Task instructions -> Every entry must be copied word for word.

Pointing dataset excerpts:
-- BEGIN --

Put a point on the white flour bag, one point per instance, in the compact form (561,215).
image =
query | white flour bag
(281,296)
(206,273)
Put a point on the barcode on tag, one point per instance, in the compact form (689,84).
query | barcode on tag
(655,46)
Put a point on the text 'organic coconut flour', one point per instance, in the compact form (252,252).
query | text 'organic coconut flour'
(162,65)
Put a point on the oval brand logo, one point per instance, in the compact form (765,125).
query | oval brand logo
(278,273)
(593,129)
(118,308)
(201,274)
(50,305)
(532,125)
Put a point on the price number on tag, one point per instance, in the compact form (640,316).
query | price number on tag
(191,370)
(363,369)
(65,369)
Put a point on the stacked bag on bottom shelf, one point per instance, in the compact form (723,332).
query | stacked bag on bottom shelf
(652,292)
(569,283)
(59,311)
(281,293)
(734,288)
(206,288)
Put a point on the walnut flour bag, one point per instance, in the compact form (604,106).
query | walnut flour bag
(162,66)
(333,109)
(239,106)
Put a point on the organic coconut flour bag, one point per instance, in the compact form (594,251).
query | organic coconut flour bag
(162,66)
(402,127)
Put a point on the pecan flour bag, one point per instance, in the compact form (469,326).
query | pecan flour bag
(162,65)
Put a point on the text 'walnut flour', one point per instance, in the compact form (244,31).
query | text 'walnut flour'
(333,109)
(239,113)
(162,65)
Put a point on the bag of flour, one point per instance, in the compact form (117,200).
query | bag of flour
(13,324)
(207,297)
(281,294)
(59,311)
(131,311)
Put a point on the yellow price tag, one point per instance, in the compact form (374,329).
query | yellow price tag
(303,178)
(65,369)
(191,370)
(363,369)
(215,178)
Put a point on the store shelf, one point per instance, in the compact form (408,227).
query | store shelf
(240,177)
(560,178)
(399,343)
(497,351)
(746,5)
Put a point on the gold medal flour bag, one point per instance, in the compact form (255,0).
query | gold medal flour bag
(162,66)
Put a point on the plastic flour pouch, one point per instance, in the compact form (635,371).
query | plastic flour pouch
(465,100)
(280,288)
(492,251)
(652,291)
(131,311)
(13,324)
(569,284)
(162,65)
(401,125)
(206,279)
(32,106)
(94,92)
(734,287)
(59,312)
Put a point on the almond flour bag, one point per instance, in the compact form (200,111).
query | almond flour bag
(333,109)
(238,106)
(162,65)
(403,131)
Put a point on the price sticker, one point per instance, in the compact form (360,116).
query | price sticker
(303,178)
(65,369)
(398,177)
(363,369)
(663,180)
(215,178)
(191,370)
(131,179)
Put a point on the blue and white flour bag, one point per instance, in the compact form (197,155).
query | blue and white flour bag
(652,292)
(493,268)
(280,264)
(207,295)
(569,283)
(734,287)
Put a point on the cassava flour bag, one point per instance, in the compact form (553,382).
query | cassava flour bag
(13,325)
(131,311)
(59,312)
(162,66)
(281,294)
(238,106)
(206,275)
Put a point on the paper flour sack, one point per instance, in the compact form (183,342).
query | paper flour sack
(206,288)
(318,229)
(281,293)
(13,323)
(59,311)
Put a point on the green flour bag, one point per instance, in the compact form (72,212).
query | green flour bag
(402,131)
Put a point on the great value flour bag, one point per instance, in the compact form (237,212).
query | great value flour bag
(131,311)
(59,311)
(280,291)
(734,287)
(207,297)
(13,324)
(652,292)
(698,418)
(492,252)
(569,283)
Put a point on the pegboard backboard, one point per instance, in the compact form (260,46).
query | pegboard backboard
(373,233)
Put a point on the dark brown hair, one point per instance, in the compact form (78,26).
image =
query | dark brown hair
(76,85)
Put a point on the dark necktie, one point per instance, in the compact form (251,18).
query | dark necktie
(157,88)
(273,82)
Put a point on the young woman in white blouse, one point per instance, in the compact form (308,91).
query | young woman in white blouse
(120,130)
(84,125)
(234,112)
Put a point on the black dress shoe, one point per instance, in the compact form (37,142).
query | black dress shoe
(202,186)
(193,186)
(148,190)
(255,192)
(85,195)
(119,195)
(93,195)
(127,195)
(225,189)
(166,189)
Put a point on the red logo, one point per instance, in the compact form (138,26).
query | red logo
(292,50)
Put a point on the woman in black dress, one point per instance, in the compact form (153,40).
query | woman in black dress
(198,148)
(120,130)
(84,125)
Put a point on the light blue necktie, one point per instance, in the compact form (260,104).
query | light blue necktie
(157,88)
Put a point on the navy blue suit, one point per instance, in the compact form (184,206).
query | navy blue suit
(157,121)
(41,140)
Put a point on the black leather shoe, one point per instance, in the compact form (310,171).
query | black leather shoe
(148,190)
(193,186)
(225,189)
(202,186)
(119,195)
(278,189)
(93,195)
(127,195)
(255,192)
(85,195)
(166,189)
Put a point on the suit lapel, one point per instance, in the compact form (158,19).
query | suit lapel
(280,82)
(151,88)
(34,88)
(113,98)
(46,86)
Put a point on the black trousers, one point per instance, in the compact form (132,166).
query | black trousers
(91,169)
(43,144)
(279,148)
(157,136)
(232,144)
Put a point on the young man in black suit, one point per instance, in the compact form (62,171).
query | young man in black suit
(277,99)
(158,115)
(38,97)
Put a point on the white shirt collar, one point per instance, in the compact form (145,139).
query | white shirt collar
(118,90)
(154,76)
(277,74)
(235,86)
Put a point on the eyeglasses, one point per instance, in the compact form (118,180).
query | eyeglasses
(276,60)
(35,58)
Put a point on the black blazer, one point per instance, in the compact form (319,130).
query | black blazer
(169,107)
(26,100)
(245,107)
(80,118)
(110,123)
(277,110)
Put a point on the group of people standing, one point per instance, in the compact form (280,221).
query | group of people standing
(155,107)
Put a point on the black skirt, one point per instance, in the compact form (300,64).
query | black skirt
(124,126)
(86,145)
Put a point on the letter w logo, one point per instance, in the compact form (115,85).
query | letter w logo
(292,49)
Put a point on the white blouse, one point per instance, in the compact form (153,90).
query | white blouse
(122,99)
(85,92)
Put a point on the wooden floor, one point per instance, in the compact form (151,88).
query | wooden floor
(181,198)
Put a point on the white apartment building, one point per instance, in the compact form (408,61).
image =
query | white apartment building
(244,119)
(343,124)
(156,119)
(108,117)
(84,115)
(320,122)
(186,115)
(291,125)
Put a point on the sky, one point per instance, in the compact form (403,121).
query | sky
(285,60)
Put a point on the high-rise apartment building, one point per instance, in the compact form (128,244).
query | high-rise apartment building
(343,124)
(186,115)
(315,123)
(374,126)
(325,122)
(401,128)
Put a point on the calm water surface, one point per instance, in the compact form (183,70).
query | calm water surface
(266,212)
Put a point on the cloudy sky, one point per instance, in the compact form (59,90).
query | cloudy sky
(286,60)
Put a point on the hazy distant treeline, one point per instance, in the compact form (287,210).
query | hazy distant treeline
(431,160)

-- END --

Output for this exercise ->
Put a point on the white flour bag, one point per instance, in the compact form (561,215).
image =
query | white flour bag
(281,296)
(206,273)
Put a point on the barcode on tag, one point per instance, in the compact form (689,84).
query | barcode on tag
(655,46)
Put a point on the text 'organic coconut flour', one point per instance, in the compact form (252,252).
query | text 'organic coconut flour'
(162,65)
Put a point on the oval brand logo, one point per instance, in the compact form (765,125).
query | oval brand logo
(278,273)
(593,129)
(118,308)
(201,274)
(50,305)
(532,125)
Put a point on the price number on tag, one point per instance, in the compact form (640,316).
query | price number on tag
(191,370)
(363,369)
(65,369)
Put a point on the stacked bag on bottom shelf, one point per instance, in the compact form (723,332).
query | stacked bag on bottom shelf
(652,292)
(569,283)
(59,311)
(281,293)
(734,288)
(206,288)
Put a point on the walnut flour bag, one point per instance, in the compact form (604,106).
query | walnut flour bag
(162,66)
(333,109)
(239,106)
Put a point on the organic coconut flour bag, one point per instance, in the compact form (594,251).
query | organic coconut flour bag
(162,66)
(402,127)
Put a point on the pecan flour bag, one point per instance, in the compact form (469,326).
query | pecan flour bag
(162,65)
Put a point on the text 'walnut flour', one point per instance, in the compact form (244,31).
query | text 'walnut flour'
(333,109)
(239,113)
(162,65)
Put a point on the bag of flour, one point per instance, in the compact form (117,200).
query | bag of flour
(13,324)
(207,297)
(281,294)
(59,311)
(131,311)
Put a point on the yellow price tag, one point per instance, in the compact form (374,329).
query | yellow price tag
(303,178)
(65,369)
(191,370)
(363,369)
(215,178)
Put a point on the store shelf, one point per instance, in the compact form (408,227).
query | store shelf
(240,177)
(560,178)
(399,343)
(497,351)
(746,5)
Put a point on the gold medal flour bag, one point per instance, in the compact form (255,0).
query | gold medal flour bag
(162,66)
Put a point on the plastic flour pouch, one point per instance, in the compact form (635,371).
query | plastic flour pouch
(465,100)
(280,288)
(492,251)
(652,291)
(131,311)
(13,324)
(569,284)
(162,65)
(401,125)
(206,279)
(32,106)
(94,92)
(734,287)
(59,312)
Put a point on the almond flour bag, one point per instance, in the compact form (200,111).
query | almond flour bag
(333,109)
(238,106)
(162,65)
(403,131)
Put a point on the price sticker, one point per instance, in the compact form (360,116).
query | price sticker
(303,178)
(65,369)
(398,177)
(363,369)
(663,180)
(215,178)
(191,370)
(131,179)
Put a point on the blue and white flour bag, one point per instance, in the compact form (197,155).
query | blue and white flour bag
(652,292)
(493,268)
(280,264)
(207,295)
(569,283)
(734,287)
Put a point on the cassava flour bag, one point per instance, in the compact form (553,382).
query | cassava flour bag
(13,325)
(131,311)
(59,312)
(162,66)
(281,294)
(238,106)
(206,275)
Put a point on the paper flour sack, one point per instance, in the compact form (183,342).
query | paper flour sack
(206,288)
(318,229)
(281,293)
(13,323)
(59,311)
Put a point on the green flour bag, one point per instance, in the compact form (72,212).
query | green flour bag
(402,131)
Put a point on the great value flour bag, one point per instance, in the compact form (237,212).
query | great value flour bag
(131,311)
(59,311)
(280,291)
(734,287)
(207,297)
(13,324)
(652,292)
(698,418)
(492,252)
(569,283)
Put a point on the pegboard backboard, one point per instance, in the compact form (260,46).
query | pegboard backboard
(373,233)
Put a point on the dark brown hair, one point per instance, in the compact form (78,26).
image =
query | dark brown hair
(76,85)
Put a point on the dark necktie, one point per instance, in the compact form (251,18).
query | dark necktie
(157,88)
(273,82)
Put a point on the young woman in white blouse, one point per instance, in the compact form (308,91).
query | young woman in white blouse
(120,130)
(84,125)
(234,112)
Put a point on the black dress shoe, one point per instance, in the compact form (37,142).
query | black dress shoe
(202,186)
(193,186)
(148,190)
(255,192)
(85,195)
(119,195)
(93,195)
(127,195)
(225,189)
(166,189)
Put a point on the red logo, one point per instance, in the compact form (138,26).
query | red logo
(292,50)
Put a point on the woman in black dress, one point per instance, in the compact form (153,40).
query | woman in black dress
(198,148)
(120,130)
(84,125)
Put a point on the light blue necktie, one point per instance, in the compact form (260,104).
query | light blue necktie
(157,88)
Put a point on the navy blue suit, one point per instance, in the compact form (184,206).
query | navy blue suit
(157,121)
(41,140)
Put a point on the black leather shoe, one point per instance, in the compact form (310,171).
query | black leather shoe
(148,190)
(193,186)
(225,189)
(202,186)
(119,195)
(278,189)
(93,195)
(127,195)
(255,192)
(85,195)
(166,189)
Put a point on the suit lapel, one point per instance, in the compact form (158,19).
query | suit lapel
(280,82)
(151,88)
(34,88)
(113,98)
(46,86)
Put a point on the black trousers, one point per instance, in the compact form (132,166).
query | black trousers
(91,169)
(43,144)
(279,148)
(157,136)
(232,144)
Put a point on the young man in black suit, one point per instance, in the compact form (62,171).
query | young man in black suit
(277,99)
(158,115)
(38,97)
Put a point on the white shirt collar, one point per instance, in the compact form (145,139).
query | white shirt collar
(118,90)
(154,76)
(277,74)
(235,86)
Put a point on the eyeglasses, one point per instance, in the compact form (118,180).
query | eyeglasses
(276,60)
(35,58)
Put a point on the black blazer, one point per instance, in the compact form (319,130).
query | black blazer
(169,107)
(26,100)
(245,107)
(80,118)
(110,123)
(277,110)
Put a point on the group of people standing, one point per instance, in the compact form (280,221).
query | group of people standing
(155,107)
Put a point on the black skirt, one point per instance, in the compact form (300,64).
query | black skirt
(124,126)
(86,145)
Put a point on the letter w logo, one point per instance, in the compact form (115,85).
query | letter w logo
(292,49)
Put a point on the white blouse, one point per instance, in the compact form (153,90).
query | white blouse
(122,99)
(85,92)
Put a point on the wooden floor, one point per instance, in the compact form (151,88).
query | wooden floor
(181,198)
Put a point on the white apartment building, one point per instance, in the compact form (408,61).
image =
query | white apartment building
(244,119)
(343,124)
(156,119)
(108,117)
(84,115)
(320,122)
(186,115)
(291,125)
Put a point on the sky, one point per instance, in the compact form (403,121).
query | sky
(285,60)
Put a point on the high-rise apartment building, one point per instance, in the compact form (128,244).
query | high-rise apartment building
(343,124)
(186,115)
(315,123)
(374,126)
(325,122)
(401,128)
Put a point on the calm water surface, one point per instance, in the compact form (183,70).
query | calm water surface
(266,212)
Put a point on the cloudy sky, one point per instance, in the compact form (59,90).
query | cloudy sky
(286,60)
Put a point on the hazy distant treeline, one point per instance, in the compact form (287,210).
query | hazy distant treeline
(431,160)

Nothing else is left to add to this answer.